---- SECCIÓN DE TEXTO

POR SER MUJERES. Una paradoja: hace veinte años, a Cristian Acuña, el padre de Soledad, un hombre de la Prefectura le metió un tiro en la rodilla, a una cuadra del sitio donde cayó Mabel. Con el arma reglamentaria le recorrió el cuerpo de la cabeza a los pies. Eligió disparar sobre el costado de su rodilla derecha, dejándolo rengo. El episodio le enquistó una huella en la memoria a “la Sole”. Es la que le marca el paso de “no meterse con nadie”, el mismo horizonte que se propusieron siempre sus amigas. “Mabel era muy buena, no se metía con nadie, no tenía problemas en el barrio. La madre le daba todo lo que quería, por eso no creemos que fue a robar. Era una piba tranquila, estudiaba, en el Colegio Padre Mugica, donde cursaba el secundario, nunca hubo quejas. Lo único que se entiende es que estos tipos nos buscan a nosotras.”
–En cada momento de tu día vivido con miedo. Vamos a la escuela en el turno noche y nos jode pensar cómo será el regreso. Hacemos changas de día y nos paran. Lograr ser adolescente aquí es tratar de olvidar el miedo aunque sea por un rato. Cada vez que las chicas nos juntamos en una esquina, viene el patrullero de la comisaría 46ª, te revisa y empieza a preguntarte si tenés droga. Si vas a caminar al río o a la avenida, los de la Prefectura te buscan constantemente. Antes la cosa era con los varones, pero ahora el blanco son las mujeres.
La noche que Mabel y Marisol “perdieron”, como precisan sus amigos, Johanna había salido a caminar con su prima y otro chico. Dicen que los pararon los de la 46ª y les dieron una paliza. “Creo que fue por diversión. Nos pegaban piñas, nos tiraron al suelo, nos agarraron de los pelos y nos patearon hasta cansarse”, relata Johanna. “Yo les decía que pararan porque estoy embarazada, y ellos me respondían si no me daba vergüenza salir a robar en ese estado. ¿Cómo les hacés entender lo que no pueden ver? A esta altura, ni ellos sabían qué querían de nosotras.”

--------

(EJERCICIO A) Según la sección de texto, ¿en qué parte del cuerpo recibió el disparo Cristian Acuña?
(EJERCICIO B) Explique, a partir de la sección de texto, por qué las amigas de Mabel no creen que ella haya ido a robar.

---- EXTRACTO DE DATOS

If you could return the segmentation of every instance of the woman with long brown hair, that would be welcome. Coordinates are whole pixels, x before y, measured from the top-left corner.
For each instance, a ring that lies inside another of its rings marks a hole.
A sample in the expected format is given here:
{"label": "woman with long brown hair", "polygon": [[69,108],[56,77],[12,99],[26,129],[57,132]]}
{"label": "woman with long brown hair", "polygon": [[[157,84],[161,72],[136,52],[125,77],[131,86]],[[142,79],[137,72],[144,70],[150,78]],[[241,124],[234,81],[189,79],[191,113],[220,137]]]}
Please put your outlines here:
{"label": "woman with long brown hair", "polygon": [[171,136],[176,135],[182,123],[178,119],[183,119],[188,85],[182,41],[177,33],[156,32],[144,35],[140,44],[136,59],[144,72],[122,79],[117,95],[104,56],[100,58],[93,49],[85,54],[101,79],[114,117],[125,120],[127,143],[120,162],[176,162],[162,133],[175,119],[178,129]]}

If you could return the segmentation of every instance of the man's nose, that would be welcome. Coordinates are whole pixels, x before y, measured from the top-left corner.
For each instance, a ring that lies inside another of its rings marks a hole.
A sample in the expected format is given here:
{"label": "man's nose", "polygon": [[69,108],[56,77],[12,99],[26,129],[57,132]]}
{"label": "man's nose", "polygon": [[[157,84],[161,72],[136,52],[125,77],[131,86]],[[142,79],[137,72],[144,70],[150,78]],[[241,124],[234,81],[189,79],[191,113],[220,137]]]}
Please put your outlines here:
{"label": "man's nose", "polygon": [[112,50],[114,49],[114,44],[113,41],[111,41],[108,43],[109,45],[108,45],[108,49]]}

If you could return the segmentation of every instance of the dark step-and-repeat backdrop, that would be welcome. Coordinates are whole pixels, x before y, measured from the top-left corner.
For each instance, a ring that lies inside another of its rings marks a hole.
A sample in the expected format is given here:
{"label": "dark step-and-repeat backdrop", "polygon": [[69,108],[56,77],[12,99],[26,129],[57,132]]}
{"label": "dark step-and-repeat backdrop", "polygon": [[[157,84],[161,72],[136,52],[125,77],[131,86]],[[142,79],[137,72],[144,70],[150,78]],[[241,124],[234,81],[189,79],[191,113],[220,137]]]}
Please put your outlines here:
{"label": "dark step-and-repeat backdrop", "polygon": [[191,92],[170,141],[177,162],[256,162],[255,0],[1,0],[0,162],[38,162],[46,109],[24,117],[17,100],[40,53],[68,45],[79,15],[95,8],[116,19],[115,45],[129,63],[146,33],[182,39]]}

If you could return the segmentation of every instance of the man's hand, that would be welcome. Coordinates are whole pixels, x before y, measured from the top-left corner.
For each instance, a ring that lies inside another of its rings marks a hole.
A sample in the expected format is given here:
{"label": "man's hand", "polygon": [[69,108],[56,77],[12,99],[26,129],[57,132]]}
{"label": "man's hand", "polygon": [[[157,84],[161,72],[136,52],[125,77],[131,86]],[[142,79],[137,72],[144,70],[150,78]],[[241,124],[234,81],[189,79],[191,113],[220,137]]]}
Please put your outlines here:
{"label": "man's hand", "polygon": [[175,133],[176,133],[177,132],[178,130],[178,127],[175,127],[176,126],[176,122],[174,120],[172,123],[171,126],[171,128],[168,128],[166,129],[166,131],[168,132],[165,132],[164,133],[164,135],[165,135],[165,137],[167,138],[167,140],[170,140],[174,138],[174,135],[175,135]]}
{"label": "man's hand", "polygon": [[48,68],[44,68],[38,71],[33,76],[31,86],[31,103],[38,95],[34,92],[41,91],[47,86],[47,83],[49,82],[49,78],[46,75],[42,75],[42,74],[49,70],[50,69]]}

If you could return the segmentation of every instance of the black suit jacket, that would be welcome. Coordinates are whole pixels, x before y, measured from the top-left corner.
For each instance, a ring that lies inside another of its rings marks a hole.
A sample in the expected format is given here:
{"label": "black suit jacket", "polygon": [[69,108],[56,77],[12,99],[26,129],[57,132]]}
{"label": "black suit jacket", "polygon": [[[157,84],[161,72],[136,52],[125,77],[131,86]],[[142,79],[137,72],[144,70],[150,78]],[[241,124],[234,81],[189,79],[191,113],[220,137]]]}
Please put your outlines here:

--------

(RESULTADO DEL EJERCICIO A) En el costado de la rodilla derecha.

(RESULTADO DEL EJERCICIO B) Porque, según sus amigas, la madre le daba todo lo que quería.